| Task instructions |
Format the lines of the items below as a numbered list, leaving out blank lines and the pictures.

──────── Data rows ────────

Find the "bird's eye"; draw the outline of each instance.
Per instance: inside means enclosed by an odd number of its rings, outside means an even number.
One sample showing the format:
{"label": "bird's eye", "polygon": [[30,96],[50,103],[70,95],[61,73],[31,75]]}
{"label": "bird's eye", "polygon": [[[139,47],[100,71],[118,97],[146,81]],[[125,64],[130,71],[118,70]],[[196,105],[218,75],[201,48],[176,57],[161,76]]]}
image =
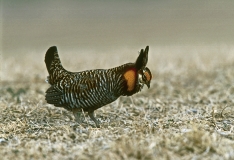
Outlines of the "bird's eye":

────────

| Reply to the exercise |
1. Find the "bird's eye"; draw the outline of each instance.
2. Per instance: inside means enclosed by an odd number of its rings, outside means an even number.
3. One sample showing the format:
4. {"label": "bird's eye", "polygon": [[30,96],[50,103],[70,95],[61,73],[31,75]]}
5. {"label": "bird's eye", "polygon": [[[139,47],[100,71],[118,97],[146,81]],[[125,64],[130,71],[118,70]],[[196,105],[218,75],[201,48],[176,57],[161,76]]]}
6. image =
7. Outlines of the "bird's eye":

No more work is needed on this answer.